### Task brief
Write out, as a numbered list without blank lines, the part of the lines that opens with the line containing "If you don't mind, please locate the parked" and closes with the final line.

[Annotated coordinate records]

....

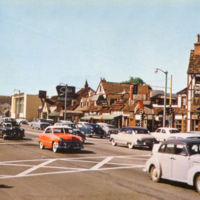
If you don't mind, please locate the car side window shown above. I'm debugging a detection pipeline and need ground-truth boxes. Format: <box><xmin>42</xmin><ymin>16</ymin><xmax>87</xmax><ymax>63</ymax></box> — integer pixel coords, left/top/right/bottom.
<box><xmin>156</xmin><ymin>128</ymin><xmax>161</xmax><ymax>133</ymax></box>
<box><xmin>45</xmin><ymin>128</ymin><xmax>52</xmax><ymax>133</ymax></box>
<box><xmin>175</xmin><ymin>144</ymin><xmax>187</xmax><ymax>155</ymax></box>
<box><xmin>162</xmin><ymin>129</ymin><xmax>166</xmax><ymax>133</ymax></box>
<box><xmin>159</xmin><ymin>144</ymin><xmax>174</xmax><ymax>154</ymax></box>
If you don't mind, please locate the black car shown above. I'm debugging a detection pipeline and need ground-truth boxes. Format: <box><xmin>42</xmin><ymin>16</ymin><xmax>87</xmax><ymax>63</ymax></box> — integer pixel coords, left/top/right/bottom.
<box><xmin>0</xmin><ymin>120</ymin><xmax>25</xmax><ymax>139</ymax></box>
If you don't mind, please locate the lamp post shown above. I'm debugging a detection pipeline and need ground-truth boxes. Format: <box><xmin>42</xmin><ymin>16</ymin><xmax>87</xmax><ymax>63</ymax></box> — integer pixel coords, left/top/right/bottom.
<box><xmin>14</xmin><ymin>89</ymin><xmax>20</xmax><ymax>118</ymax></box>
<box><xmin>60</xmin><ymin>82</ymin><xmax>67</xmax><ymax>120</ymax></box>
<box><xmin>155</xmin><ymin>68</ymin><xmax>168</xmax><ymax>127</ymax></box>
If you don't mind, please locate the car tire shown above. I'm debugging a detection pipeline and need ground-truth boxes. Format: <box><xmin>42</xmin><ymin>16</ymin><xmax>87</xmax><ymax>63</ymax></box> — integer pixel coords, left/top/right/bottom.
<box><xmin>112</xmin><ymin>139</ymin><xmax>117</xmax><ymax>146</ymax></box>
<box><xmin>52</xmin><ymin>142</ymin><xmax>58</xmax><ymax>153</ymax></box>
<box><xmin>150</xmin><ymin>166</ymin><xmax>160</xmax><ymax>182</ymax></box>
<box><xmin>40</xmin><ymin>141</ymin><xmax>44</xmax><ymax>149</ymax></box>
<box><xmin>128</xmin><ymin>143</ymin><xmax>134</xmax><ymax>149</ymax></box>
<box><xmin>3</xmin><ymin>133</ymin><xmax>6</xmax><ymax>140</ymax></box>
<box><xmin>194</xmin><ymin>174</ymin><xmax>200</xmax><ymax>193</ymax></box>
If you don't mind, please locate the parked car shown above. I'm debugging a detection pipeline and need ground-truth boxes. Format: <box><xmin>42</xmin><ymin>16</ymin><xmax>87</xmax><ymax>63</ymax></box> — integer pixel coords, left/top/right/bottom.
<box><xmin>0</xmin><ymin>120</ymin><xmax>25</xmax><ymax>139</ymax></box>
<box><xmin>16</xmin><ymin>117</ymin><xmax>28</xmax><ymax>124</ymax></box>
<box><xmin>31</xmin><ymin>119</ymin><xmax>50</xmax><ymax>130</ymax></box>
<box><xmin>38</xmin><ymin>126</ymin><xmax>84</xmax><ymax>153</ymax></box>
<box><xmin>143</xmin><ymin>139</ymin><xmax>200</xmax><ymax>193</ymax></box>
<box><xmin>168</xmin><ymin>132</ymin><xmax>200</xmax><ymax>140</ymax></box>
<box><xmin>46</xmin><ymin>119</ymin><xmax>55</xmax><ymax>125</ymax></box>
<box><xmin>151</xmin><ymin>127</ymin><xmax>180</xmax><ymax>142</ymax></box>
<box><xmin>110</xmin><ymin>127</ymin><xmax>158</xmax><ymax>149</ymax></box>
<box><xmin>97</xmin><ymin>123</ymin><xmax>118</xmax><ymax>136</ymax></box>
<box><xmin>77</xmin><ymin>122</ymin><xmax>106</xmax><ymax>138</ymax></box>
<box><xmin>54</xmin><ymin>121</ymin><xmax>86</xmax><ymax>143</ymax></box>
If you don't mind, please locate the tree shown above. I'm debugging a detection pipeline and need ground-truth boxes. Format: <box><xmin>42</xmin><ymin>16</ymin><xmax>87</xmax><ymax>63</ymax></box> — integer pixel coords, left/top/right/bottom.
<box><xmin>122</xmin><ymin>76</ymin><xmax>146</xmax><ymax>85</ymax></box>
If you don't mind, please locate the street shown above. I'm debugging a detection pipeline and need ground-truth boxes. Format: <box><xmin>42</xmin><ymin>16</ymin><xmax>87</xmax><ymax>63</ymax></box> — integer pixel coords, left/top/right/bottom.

....

### Written response
1. If you don't mind, please locate the parked car shown above. I'm debugging a detection pipeline and need ground-truth boxes. Format: <box><xmin>42</xmin><ymin>16</ymin><xmax>87</xmax><ymax>63</ymax></box> — integer pixel coords, left/top/right/bottom.
2. <box><xmin>0</xmin><ymin>120</ymin><xmax>25</xmax><ymax>139</ymax></box>
3. <box><xmin>16</xmin><ymin>117</ymin><xmax>28</xmax><ymax>124</ymax></box>
4. <box><xmin>31</xmin><ymin>119</ymin><xmax>50</xmax><ymax>130</ymax></box>
5. <box><xmin>38</xmin><ymin>126</ymin><xmax>84</xmax><ymax>153</ymax></box>
6. <box><xmin>143</xmin><ymin>139</ymin><xmax>200</xmax><ymax>193</ymax></box>
7. <box><xmin>168</xmin><ymin>132</ymin><xmax>200</xmax><ymax>140</ymax></box>
8. <box><xmin>46</xmin><ymin>119</ymin><xmax>55</xmax><ymax>125</ymax></box>
9. <box><xmin>151</xmin><ymin>127</ymin><xmax>180</xmax><ymax>142</ymax></box>
10. <box><xmin>110</xmin><ymin>127</ymin><xmax>158</xmax><ymax>149</ymax></box>
11. <box><xmin>97</xmin><ymin>123</ymin><xmax>118</xmax><ymax>136</ymax></box>
12. <box><xmin>77</xmin><ymin>122</ymin><xmax>106</xmax><ymax>138</ymax></box>
13. <box><xmin>54</xmin><ymin>121</ymin><xmax>86</xmax><ymax>143</ymax></box>
14. If you don't mind, please locate the tree shown above. I'm debugging a detection pipeline and need ground-truth boxes. Format: <box><xmin>42</xmin><ymin>16</ymin><xmax>87</xmax><ymax>63</ymax></box> — integer pixel coords, left/top/right/bottom.
15. <box><xmin>122</xmin><ymin>76</ymin><xmax>146</xmax><ymax>85</ymax></box>
16. If you don't mind, please locate the street shown above. I'm debugging a detection pipeline and need ground-truth boxes. Format: <box><xmin>42</xmin><ymin>16</ymin><xmax>87</xmax><ymax>63</ymax></box> — integer pixel coords, left/top/right/bottom.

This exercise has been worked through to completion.